■ Records provided ■
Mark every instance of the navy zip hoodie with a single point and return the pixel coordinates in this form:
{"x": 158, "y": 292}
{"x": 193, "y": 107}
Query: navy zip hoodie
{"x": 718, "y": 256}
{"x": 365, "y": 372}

■ Request ■
Convert the data above into a JSON list of strings, with one string for each line and blank lines omitted.

■ Response below ■
[
  "Mark every instance of the navy zip hoodie with a single point and return the pixel coordinates in this form:",
  "{\"x\": 158, \"y\": 292}",
  "{\"x\": 193, \"y\": 107}",
  "Query: navy zip hoodie",
  "{\"x\": 718, \"y\": 256}",
  "{\"x\": 365, \"y\": 372}"
]